Work request: Transcribe every record as it stands and set the images aside.

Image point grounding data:
┌──

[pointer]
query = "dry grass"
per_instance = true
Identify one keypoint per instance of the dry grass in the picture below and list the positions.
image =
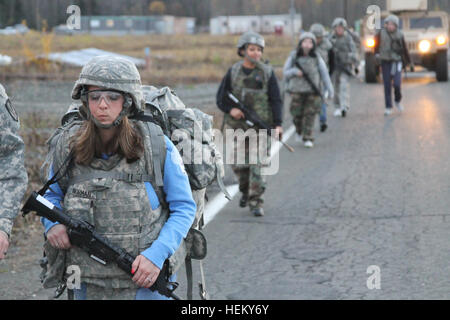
(177, 59)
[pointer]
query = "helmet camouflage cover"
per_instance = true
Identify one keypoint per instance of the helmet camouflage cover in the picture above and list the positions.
(318, 30)
(114, 73)
(251, 37)
(339, 22)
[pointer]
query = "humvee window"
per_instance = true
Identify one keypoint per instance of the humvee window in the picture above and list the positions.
(425, 22)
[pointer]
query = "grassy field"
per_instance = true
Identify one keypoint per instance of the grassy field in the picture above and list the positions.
(176, 59)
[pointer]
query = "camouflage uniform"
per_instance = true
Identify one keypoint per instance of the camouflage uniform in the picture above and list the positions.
(13, 176)
(252, 91)
(323, 48)
(345, 56)
(110, 193)
(305, 102)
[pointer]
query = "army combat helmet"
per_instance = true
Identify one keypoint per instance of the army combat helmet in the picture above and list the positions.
(339, 22)
(247, 38)
(318, 30)
(113, 73)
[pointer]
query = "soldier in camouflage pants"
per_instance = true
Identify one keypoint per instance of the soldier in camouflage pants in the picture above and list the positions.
(255, 84)
(346, 56)
(304, 108)
(307, 77)
(13, 176)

└──

Reply:
[pointer]
query = "dry grass"
per_instance = true
Identify one keypoint per instance of the dry grass in the picture below and list the positions.
image =
(177, 59)
[pointer]
query = "helmet camouflage cover"
per_instance = true
Identify one keypoint per instance of the helmet camouflage cover in the picture above and list the positions.
(318, 30)
(114, 73)
(251, 37)
(339, 22)
[pointer]
query = "humvee window"
per_instance = true
Identify one keypoint per instance of the humvee window in the picture above and list the positions.
(425, 22)
[pointer]
query = "grassy field"
per_instance = true
Identify one keypoint per instance of the grassy field in the picture above and list the positions.
(176, 59)
[pointer]
query = "camouflage uniform"
per_instance = true
Identify one keypoint per instance of the camouflage uniform in the picture above and list the positions.
(13, 176)
(252, 91)
(323, 48)
(345, 56)
(110, 193)
(305, 102)
[pointer]
query = "army combat helmet"
per_instance = true
Identify one keypoint per instance of the army combat helmet in the picture above and list the positions.
(339, 22)
(247, 38)
(318, 30)
(113, 73)
[pointer]
query = "soldier in camouflage pants"
per_instance = true
Identify one keypoint per instance of the soldier in camouflage pants in the picture above and list the positions.
(255, 84)
(346, 56)
(304, 108)
(307, 77)
(13, 176)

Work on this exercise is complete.